Without skipping or changing anything, print all the entries.

__________

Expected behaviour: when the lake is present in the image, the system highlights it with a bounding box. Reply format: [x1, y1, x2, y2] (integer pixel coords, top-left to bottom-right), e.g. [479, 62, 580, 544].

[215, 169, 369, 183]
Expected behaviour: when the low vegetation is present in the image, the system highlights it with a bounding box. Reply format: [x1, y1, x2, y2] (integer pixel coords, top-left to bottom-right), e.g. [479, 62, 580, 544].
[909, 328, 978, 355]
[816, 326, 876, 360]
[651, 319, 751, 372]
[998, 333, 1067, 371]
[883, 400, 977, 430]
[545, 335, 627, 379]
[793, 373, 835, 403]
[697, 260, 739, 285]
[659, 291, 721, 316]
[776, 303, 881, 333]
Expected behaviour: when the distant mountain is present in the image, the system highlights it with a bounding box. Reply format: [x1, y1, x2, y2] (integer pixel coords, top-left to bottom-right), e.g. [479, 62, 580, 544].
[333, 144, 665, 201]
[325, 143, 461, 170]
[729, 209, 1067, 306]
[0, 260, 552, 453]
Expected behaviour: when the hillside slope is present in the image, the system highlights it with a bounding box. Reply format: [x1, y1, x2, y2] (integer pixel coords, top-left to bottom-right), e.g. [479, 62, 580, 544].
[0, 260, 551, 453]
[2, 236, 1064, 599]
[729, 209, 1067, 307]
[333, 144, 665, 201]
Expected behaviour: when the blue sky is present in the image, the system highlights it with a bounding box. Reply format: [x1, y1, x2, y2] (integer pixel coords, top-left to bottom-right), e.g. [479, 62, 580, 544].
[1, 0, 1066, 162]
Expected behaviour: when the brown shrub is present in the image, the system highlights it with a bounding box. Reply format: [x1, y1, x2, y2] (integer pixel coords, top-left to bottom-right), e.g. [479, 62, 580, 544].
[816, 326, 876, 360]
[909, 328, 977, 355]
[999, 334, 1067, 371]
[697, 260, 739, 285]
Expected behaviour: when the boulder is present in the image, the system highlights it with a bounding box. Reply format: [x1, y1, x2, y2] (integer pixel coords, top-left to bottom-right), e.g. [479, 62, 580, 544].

__________

Result for this task
Expected behaviour: when the lake is present in the image, the system highlights it with a bounding box. Reply format: [x1, y1, x2, y2] (integer pixel coords, top-left to bottom-right), e.g. [479, 62, 580, 544].

[215, 169, 369, 183]
Expected behaviour: when the low vegetation is present in the image, the system highlights it with a bounding box. Reply format: [x1, y1, x2, y2] (integer pixel coords, top-left to bottom-right), e.g. [479, 62, 580, 544].
[909, 328, 978, 355]
[816, 326, 876, 360]
[651, 319, 751, 372]
[998, 333, 1067, 371]
[883, 400, 977, 430]
[545, 335, 627, 379]
[793, 373, 835, 403]
[697, 260, 739, 285]
[659, 291, 721, 316]
[776, 303, 881, 333]
Expected behaviour: when the distant mountain is present in the image, the system highlights it with a bounding box. Reply format: [x1, y1, x2, y2] (integer pixel coords, top-left to bottom-right), e.g. [479, 62, 580, 544].
[333, 144, 665, 201]
[325, 143, 461, 170]
[729, 209, 1067, 306]
[0, 260, 552, 453]
Expected behaviour: when the hillside slope is present in the image, the system highlights it with a bounding box. Reply format: [x1, y1, x2, y2] (integer pixel coords, top-left to bottom-right), e.g. [479, 62, 580, 544].
[0, 260, 551, 453]
[2, 236, 1064, 599]
[729, 209, 1067, 307]
[333, 144, 665, 201]
Expected behaviour: when the blue sky is present in the image, the system highlights it with a bounding box. Reply format: [x1, y1, x2, y2] (integer pixel coords, top-left to bottom-right), e.g. [479, 62, 580, 544].
[1, 0, 1066, 162]
Expected behaviour: when the brown shrub is present in the image, the system highlights it with a bounding box. Reply format: [x1, y1, x2, y2] (integer pixel coords, top-left to bottom-right), e.g. [479, 62, 580, 544].
[816, 326, 876, 360]
[909, 328, 977, 355]
[999, 334, 1067, 371]
[697, 260, 739, 285]
Expected behaviour: when the boulder is present in the image, the system highlights it with a bounding box. Reply format: [x1, y1, x2, y2] (integer pixel coords, top-left to bottom-right), e.g. [479, 62, 580, 544].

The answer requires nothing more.